# Speed Reading Courses



## ChristopherPaul (Jan 27, 2006)

Has anyone ever taken any speed reading courses?

How effective are they?

My grandfather gave me two self study courses from an "As Seen on TV" source. One was _Mega Memory_ and the other _Mega Speed Reading_. I am a bit of a skeptic I suppose, should I spend the time these programs require? Do they help?

All I can think of is the infomercial where the people are flipping pages every second and claiming to comprehend everything they read. I think there is a difference between reading as fast as one can and actually comprehending what is being read. So along with speed reading, one would need a speed comprehension course too no?

Thoughts?

Recommendations?


----------



## crhoades (Jan 27, 2006)

Check out http://www.acereader.com/acereader.html
They have free trial software. The principles that the software reinforces makes sense. Trains your eye to scan pages properly.


----------



## ChristopherPaul (Jan 27, 2006)

> _Originally posted by crhoades_
> Check out http://www.acereader.com/acereader.html
> They have free trial software. The principles that the software reinforces makes sense. Trains your eye to scan pages properly.



Thanks.

Have you used this program? Did it work?


----------



## crhoades (Jan 27, 2006)

> _Originally posted by ChristopherPaul_
> 
> 
> > _Originally posted by crhoades_
> ...

Excerpted records:
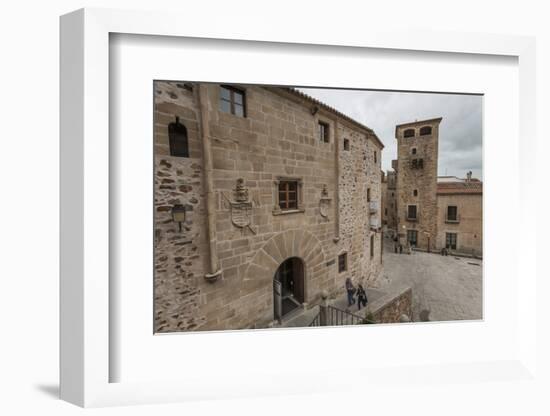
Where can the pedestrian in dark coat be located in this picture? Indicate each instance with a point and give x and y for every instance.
(350, 289)
(361, 297)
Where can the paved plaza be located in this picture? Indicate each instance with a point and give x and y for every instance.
(444, 287)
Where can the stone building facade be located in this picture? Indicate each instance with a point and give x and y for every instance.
(389, 198)
(433, 212)
(417, 158)
(460, 214)
(264, 198)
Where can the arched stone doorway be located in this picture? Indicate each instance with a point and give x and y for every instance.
(288, 287)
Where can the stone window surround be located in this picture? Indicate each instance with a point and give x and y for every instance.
(407, 214)
(344, 255)
(330, 124)
(451, 221)
(276, 208)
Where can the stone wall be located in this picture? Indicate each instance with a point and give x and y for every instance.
(277, 138)
(423, 181)
(391, 307)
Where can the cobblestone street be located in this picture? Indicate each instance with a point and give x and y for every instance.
(444, 288)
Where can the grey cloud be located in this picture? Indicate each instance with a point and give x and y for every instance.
(460, 137)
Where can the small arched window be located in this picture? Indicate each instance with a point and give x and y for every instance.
(408, 133)
(177, 134)
(425, 131)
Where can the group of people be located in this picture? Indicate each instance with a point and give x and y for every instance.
(359, 292)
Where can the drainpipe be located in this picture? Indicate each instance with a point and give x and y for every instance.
(337, 186)
(215, 270)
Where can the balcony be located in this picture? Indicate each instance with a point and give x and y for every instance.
(452, 219)
(373, 207)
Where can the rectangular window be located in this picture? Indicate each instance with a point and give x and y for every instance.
(450, 241)
(342, 262)
(288, 195)
(411, 212)
(232, 101)
(452, 213)
(324, 132)
(412, 237)
(372, 246)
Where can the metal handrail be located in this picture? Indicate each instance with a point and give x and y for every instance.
(337, 317)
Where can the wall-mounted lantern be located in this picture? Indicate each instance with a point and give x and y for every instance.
(179, 213)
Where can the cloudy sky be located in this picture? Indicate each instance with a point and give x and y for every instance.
(460, 147)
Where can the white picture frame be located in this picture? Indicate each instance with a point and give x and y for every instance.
(86, 355)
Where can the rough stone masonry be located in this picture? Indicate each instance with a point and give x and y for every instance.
(270, 175)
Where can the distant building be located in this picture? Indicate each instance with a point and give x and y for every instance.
(432, 212)
(460, 213)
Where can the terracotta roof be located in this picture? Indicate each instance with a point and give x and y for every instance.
(452, 188)
(335, 111)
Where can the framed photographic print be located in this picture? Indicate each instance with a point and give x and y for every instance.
(240, 211)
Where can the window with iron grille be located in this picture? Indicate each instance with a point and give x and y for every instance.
(412, 237)
(425, 131)
(177, 136)
(372, 246)
(408, 133)
(411, 212)
(288, 195)
(324, 132)
(450, 241)
(342, 262)
(232, 101)
(452, 213)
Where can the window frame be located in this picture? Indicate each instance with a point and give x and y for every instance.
(277, 210)
(325, 137)
(415, 233)
(448, 240)
(424, 129)
(343, 257)
(232, 102)
(415, 218)
(448, 218)
(406, 135)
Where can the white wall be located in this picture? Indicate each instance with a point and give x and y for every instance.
(29, 209)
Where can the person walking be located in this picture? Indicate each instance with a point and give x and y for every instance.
(350, 289)
(361, 297)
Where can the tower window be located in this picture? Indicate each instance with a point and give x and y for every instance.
(342, 262)
(324, 132)
(425, 131)
(408, 133)
(411, 212)
(346, 144)
(177, 135)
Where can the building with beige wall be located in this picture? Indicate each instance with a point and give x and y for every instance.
(264, 198)
(460, 213)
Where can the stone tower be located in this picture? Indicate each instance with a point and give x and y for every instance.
(417, 150)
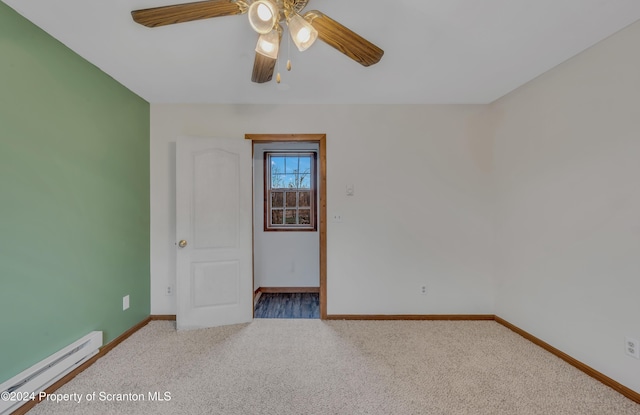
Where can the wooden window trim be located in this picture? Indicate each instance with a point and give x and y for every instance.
(313, 227)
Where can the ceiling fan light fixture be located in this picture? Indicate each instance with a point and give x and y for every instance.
(268, 44)
(263, 15)
(302, 33)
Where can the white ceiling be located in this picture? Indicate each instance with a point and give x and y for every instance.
(436, 51)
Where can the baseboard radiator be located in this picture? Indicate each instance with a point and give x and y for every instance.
(19, 389)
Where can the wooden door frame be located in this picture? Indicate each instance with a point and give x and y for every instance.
(321, 140)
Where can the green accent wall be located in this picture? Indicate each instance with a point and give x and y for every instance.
(74, 198)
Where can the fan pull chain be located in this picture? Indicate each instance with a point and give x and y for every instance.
(288, 53)
(278, 74)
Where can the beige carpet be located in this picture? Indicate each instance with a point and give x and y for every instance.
(336, 367)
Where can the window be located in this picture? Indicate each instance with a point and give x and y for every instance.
(290, 191)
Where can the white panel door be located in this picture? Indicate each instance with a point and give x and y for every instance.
(214, 281)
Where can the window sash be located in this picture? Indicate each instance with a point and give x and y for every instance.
(288, 207)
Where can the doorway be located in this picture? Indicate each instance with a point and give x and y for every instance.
(296, 143)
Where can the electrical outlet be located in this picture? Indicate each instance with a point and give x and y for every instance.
(632, 347)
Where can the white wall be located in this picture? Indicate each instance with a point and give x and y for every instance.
(281, 259)
(567, 176)
(420, 213)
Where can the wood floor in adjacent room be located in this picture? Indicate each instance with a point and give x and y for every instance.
(290, 305)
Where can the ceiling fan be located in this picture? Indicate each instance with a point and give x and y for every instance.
(266, 18)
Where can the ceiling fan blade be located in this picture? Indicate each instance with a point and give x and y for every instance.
(342, 38)
(187, 12)
(263, 68)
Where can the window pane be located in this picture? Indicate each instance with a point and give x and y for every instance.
(290, 216)
(291, 165)
(305, 164)
(304, 216)
(276, 216)
(276, 169)
(291, 199)
(277, 181)
(277, 199)
(304, 199)
(304, 181)
(288, 181)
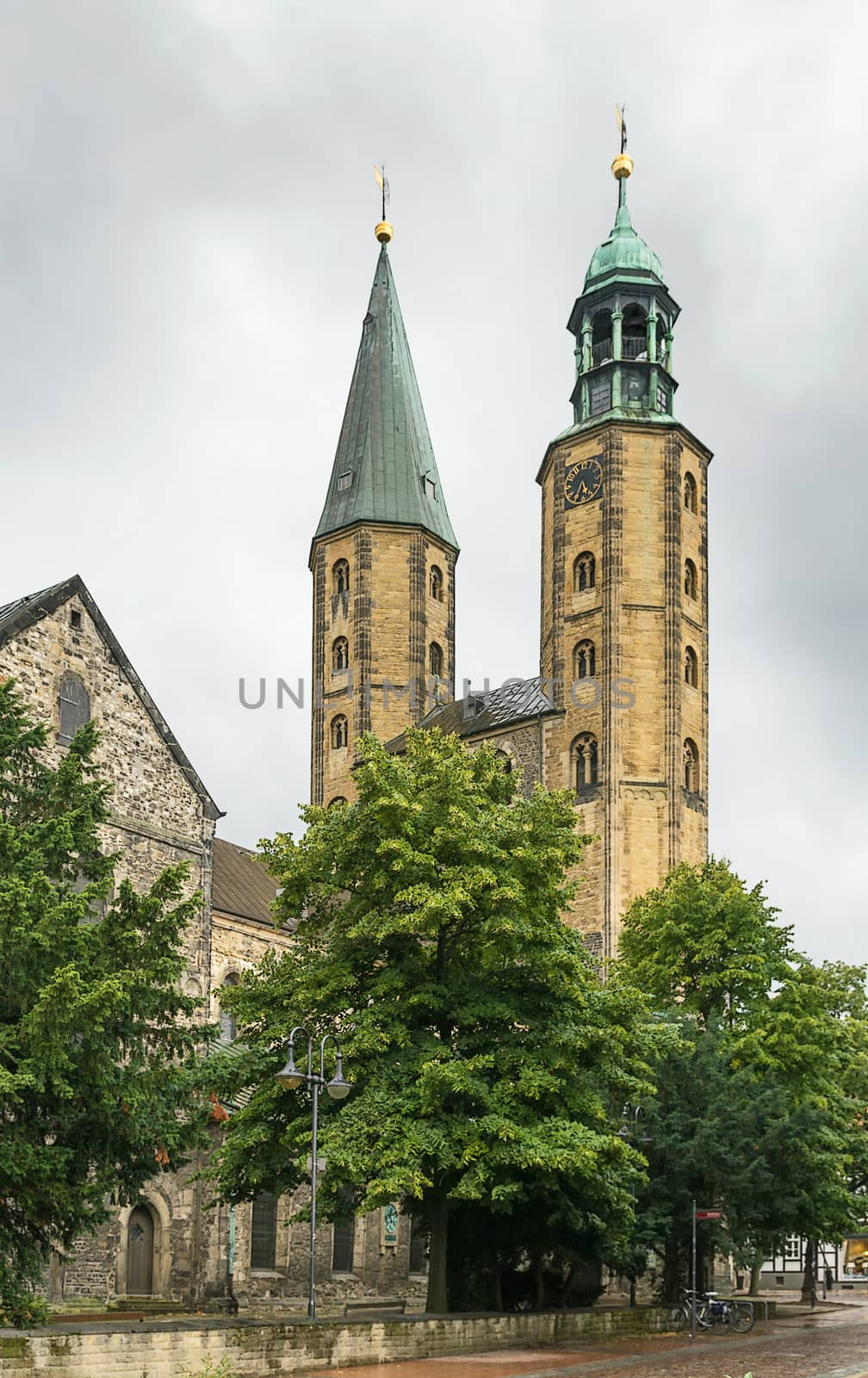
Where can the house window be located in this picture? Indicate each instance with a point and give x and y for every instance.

Set problem: Carry the forum thread about speed reading courses forward from its last line.

The answer:
I played with it for a few days and I could tell that it would help. The reason I didn't keep up with it is a general lack of stick-to-it-ness and A.D.D. that i cave in to.


----------



## satz (Jan 27, 2006)

I have had some speed reading training i found it helpful. The principles being taught seem genuine and i don't think it is a fraud or anything of the kind.

Still, it is hard to keep using the techniques as we are just so used to our normal way of reading. Like Chris i found myself not really using what i learnt.

I found one problem i faced was; if what you are going to read is important, say it is part of the job, i have problems 'trusting' the technique and believeing that will not miss any important details. On the other hand, if what you are reading is for recreation, you probably want to savour the words and not apply those kinds of techniques. So in the end you end up just using your skills on things like the newspapers etc.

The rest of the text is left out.